**Instructions for the task**
Restate word for word the lines of the records below, starting at the line that contains "Query: dirt path" and ending at the line that contains "drawn like (114,193).", with both of those lines included and nothing else.

____ The input

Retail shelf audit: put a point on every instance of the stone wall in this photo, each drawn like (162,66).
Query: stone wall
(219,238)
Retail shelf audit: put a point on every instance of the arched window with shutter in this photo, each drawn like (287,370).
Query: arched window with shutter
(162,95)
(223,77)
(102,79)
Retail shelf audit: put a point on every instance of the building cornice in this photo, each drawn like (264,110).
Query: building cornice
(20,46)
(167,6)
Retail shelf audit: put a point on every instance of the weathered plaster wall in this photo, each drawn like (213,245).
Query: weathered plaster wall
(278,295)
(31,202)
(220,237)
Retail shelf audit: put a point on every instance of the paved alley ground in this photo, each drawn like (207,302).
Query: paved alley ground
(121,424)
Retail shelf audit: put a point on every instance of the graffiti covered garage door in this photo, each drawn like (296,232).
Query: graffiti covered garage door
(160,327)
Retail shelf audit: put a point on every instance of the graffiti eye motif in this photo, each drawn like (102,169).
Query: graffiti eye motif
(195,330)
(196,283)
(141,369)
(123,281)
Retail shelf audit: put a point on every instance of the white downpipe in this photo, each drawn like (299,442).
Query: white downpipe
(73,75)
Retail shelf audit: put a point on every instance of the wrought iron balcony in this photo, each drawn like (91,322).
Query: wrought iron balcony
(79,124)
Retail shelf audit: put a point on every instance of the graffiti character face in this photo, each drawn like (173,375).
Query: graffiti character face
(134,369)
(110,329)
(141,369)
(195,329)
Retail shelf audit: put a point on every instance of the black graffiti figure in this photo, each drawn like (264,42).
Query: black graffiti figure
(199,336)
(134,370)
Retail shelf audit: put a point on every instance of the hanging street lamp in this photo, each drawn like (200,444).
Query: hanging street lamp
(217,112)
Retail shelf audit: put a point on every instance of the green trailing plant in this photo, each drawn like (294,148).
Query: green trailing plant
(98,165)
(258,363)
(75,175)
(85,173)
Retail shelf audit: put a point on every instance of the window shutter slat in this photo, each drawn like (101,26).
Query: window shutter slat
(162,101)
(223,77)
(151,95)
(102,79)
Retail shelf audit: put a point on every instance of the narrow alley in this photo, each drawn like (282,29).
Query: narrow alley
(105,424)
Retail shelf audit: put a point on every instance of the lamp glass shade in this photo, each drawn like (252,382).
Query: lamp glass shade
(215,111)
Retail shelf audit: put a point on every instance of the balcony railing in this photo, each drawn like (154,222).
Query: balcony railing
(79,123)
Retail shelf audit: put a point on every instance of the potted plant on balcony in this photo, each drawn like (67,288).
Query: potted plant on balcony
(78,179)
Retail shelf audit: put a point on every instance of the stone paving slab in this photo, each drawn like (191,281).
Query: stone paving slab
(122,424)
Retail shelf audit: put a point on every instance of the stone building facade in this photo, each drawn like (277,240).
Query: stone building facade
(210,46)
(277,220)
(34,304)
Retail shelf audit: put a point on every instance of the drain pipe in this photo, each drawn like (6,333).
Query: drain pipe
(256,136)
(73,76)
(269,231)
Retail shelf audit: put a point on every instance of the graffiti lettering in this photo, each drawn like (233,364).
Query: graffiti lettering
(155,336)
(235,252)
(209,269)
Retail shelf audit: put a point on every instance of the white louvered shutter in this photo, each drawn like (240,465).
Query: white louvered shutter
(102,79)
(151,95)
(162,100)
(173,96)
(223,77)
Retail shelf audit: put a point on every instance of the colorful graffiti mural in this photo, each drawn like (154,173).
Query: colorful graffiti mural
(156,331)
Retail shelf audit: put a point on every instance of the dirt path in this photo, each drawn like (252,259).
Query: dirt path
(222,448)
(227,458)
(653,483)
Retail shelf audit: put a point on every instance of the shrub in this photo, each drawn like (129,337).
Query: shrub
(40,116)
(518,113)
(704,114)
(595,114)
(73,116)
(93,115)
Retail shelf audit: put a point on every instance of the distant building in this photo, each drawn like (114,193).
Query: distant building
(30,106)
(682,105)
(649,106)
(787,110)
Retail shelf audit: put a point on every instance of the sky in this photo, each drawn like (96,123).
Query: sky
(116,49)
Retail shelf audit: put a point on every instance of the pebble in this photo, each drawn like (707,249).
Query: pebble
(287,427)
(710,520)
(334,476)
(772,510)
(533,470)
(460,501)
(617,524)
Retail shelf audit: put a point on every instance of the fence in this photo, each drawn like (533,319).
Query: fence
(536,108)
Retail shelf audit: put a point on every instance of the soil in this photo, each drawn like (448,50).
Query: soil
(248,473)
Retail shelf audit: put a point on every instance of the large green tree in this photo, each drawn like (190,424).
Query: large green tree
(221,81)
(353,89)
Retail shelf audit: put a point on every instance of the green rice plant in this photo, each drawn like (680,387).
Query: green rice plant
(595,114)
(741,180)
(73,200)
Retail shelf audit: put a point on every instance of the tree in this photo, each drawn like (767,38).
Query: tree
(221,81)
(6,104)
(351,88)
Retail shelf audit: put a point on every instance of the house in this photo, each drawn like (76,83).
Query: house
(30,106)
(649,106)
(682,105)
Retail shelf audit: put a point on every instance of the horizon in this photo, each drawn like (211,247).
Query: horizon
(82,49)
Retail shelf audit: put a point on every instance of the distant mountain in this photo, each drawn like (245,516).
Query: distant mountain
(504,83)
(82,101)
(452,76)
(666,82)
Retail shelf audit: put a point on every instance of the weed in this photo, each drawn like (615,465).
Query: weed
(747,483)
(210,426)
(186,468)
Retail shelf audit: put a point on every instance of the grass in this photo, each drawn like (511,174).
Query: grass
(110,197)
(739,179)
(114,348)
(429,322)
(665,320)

________

**Your response**
Query: dirt path
(222,448)
(227,458)
(653,483)
Retail shelf audit: put a point on every instance of the shrub in this photo, each drawn like (129,337).
Query: shrub
(40,116)
(518,113)
(704,114)
(595,114)
(73,116)
(93,115)
Retail shelf audit: put a point on every instance of the distant building in this photo, each drawn like (114,193).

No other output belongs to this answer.